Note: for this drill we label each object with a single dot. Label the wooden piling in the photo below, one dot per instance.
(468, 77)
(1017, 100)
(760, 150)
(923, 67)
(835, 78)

▶ WRITTEN TASK
Faithfully reproduce all of the records, character for character.

▶ SOLUTION TO THE EXERCISE
Note: for this drill we label each object with a single dot. Label the wooden piling in the photo below, one dot per instance.
(468, 77)
(1017, 100)
(760, 150)
(923, 67)
(835, 78)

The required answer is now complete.